Required task: Report each line in the data below that contains the word "person". Treat uppercase and lowercase letters as different.

[Source records]
──────────

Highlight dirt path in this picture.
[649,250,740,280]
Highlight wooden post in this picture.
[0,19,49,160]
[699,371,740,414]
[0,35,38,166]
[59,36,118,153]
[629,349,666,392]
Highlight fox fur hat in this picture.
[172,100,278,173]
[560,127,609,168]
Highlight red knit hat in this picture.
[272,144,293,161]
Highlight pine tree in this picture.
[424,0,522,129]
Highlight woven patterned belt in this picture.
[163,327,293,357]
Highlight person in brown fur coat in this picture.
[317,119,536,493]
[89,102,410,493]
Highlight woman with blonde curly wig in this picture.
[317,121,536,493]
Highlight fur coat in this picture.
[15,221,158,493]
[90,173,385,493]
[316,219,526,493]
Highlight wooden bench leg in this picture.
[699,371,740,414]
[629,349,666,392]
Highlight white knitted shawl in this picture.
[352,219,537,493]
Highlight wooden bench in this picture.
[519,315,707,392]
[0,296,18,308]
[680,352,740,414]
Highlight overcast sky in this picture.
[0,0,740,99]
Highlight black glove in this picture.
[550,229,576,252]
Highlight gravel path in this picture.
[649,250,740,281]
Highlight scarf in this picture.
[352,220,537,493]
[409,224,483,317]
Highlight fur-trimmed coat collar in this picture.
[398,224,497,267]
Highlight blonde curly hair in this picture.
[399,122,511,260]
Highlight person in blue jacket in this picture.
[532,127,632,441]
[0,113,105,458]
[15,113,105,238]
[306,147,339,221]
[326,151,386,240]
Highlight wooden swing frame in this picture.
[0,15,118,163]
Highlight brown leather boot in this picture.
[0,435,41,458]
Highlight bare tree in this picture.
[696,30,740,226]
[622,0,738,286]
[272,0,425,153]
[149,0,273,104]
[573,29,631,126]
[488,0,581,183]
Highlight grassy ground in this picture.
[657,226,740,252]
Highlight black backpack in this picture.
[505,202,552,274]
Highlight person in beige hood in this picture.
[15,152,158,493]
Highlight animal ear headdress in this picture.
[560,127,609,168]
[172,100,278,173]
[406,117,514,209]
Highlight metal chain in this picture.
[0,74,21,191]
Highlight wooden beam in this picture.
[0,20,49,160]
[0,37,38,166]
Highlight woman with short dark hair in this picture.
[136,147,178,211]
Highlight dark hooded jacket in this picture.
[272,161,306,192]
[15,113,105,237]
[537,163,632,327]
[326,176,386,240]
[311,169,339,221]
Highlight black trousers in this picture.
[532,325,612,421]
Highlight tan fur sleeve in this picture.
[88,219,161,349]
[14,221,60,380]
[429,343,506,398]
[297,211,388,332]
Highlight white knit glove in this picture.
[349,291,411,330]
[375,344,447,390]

──────────

Solution for this exercise:
Highlight person in brown fur coat in this picture.
Highlight person in blue jacket in this picture.
Highlight person in beige hood in this picture.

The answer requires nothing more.